Required task ->
Copy the listing from its first line through the line containing "[264,150,326,243]", both included, and change "tree branch" to "oak limb". Leave everything else unchanged.

• • • • •

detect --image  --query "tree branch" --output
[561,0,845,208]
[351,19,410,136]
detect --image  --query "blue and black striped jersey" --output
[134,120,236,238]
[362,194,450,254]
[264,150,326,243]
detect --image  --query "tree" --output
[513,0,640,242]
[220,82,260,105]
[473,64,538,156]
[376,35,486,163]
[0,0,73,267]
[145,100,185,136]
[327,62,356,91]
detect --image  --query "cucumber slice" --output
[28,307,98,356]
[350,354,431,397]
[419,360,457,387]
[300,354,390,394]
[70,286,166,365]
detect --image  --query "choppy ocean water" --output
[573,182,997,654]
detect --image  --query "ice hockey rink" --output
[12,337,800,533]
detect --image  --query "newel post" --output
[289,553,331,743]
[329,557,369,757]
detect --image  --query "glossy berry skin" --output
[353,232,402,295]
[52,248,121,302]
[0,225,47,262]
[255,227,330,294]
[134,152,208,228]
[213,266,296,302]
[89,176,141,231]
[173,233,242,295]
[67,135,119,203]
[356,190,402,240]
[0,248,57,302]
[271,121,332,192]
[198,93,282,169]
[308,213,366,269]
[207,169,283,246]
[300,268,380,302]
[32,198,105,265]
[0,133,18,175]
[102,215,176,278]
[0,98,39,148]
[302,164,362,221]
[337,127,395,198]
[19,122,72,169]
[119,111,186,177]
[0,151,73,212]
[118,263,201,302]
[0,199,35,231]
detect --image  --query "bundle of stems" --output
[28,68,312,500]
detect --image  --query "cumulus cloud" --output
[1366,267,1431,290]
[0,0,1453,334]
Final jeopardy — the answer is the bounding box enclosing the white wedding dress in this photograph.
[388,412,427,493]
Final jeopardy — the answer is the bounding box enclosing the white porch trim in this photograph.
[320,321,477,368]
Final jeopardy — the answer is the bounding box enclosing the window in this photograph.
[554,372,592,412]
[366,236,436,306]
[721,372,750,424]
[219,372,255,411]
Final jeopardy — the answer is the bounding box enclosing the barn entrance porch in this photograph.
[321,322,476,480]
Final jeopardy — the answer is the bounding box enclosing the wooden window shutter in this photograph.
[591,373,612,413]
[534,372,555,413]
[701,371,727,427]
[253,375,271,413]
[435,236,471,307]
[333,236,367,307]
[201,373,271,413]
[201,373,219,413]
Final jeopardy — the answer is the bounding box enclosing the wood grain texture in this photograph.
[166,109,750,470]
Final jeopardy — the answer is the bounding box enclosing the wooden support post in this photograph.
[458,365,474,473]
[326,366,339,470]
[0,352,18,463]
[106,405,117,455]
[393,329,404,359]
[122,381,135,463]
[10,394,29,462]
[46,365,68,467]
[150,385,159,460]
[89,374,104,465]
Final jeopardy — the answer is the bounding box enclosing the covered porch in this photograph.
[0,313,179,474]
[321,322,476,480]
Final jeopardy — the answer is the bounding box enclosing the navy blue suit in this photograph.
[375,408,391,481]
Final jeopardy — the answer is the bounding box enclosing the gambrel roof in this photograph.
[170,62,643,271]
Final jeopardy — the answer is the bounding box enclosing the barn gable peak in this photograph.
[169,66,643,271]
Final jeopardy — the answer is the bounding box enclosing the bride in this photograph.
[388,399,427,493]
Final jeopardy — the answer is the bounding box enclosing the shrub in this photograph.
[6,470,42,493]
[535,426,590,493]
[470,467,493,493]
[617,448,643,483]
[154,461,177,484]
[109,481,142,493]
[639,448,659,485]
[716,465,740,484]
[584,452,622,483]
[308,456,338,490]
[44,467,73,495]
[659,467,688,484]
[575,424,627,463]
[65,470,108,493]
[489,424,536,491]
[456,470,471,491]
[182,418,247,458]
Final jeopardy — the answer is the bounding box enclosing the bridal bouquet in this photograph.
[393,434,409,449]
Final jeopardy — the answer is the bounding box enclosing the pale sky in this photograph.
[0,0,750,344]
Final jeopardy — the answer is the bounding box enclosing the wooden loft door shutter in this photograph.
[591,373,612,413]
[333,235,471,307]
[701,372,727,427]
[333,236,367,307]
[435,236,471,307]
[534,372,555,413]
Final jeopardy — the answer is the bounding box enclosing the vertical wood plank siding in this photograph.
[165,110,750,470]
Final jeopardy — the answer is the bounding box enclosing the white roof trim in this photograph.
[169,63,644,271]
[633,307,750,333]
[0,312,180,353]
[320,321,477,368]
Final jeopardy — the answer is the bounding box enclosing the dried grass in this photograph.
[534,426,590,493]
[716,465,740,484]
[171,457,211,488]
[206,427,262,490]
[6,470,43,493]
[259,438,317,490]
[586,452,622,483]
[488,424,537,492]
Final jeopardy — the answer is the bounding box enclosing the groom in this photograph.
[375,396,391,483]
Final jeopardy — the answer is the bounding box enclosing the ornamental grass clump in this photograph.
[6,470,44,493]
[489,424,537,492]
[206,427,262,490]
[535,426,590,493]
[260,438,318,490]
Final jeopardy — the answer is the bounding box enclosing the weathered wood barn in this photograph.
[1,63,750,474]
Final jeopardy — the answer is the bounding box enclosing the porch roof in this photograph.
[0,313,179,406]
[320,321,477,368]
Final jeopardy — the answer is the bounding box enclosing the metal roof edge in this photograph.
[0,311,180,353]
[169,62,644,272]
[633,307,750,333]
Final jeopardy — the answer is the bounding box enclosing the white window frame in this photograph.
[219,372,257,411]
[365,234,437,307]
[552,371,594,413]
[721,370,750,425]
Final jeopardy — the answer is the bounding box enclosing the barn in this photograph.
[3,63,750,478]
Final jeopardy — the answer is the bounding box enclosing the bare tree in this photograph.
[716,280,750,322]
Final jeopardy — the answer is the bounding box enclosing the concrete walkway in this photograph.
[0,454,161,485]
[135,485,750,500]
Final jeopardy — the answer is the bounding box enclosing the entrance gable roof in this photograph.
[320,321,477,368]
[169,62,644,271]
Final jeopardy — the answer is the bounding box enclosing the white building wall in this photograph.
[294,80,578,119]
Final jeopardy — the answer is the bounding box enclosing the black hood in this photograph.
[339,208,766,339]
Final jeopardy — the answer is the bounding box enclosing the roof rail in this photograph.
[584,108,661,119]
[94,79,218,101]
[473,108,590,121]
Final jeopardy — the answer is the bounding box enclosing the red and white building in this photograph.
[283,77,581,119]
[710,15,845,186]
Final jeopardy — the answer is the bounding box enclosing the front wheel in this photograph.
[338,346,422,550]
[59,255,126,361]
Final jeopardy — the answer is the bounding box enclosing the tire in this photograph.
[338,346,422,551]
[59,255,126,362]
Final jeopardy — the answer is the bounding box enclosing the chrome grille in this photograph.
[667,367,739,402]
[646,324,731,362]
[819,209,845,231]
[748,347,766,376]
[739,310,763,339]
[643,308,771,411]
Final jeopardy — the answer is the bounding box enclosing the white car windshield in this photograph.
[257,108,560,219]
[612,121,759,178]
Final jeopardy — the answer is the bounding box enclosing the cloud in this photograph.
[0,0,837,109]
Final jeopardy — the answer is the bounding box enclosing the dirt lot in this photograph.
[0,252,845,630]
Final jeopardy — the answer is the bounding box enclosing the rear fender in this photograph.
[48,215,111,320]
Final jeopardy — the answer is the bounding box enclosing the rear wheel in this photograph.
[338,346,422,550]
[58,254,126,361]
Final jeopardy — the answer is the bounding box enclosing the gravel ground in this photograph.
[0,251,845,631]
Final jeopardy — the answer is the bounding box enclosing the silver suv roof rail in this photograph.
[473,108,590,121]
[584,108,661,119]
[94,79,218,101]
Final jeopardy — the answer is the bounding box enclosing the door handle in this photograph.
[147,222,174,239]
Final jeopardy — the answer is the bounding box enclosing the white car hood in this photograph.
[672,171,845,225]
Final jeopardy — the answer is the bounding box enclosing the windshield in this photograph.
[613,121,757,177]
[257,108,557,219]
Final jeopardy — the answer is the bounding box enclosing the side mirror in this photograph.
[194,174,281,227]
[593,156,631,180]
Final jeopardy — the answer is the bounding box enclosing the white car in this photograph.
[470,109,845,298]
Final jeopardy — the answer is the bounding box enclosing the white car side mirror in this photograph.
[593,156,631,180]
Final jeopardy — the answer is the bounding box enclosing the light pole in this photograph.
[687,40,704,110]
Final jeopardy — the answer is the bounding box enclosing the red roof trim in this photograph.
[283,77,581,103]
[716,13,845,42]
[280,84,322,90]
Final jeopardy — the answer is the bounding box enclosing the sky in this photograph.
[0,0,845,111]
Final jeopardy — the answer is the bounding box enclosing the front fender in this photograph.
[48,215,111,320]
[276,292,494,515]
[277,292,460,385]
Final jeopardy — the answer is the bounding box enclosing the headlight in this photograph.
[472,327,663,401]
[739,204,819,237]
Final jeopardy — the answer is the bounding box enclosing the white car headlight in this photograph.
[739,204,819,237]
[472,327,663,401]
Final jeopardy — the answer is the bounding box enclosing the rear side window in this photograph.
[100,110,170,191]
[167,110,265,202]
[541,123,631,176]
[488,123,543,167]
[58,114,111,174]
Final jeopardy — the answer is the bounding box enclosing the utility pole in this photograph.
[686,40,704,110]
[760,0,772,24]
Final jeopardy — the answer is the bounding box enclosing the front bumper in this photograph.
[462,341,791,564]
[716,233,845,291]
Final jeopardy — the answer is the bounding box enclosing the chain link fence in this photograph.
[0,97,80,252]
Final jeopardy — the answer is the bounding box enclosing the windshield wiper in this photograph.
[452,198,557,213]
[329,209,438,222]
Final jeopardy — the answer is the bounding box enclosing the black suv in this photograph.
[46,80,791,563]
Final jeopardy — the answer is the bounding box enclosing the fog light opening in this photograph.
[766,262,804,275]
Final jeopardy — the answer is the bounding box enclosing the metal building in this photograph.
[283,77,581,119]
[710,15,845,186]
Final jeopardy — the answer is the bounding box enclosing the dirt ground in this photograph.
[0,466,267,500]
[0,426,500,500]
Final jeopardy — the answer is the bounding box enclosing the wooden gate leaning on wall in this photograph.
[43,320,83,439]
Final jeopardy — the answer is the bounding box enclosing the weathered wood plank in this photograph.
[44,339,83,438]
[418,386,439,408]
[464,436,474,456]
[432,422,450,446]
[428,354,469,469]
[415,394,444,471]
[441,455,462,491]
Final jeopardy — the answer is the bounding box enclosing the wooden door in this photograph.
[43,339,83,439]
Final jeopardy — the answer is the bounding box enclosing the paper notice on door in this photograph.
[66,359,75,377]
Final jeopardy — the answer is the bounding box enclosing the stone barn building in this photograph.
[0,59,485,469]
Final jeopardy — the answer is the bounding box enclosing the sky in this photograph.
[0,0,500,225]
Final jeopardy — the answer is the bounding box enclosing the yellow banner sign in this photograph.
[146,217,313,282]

• • • • •

Response for this exercise ->
detect --image  --query "oak limb" --output
[561,0,845,208]
[351,19,410,136]
detect --image  --query "blue and black striped jersey" --output
[134,120,236,238]
[362,194,450,254]
[264,150,326,243]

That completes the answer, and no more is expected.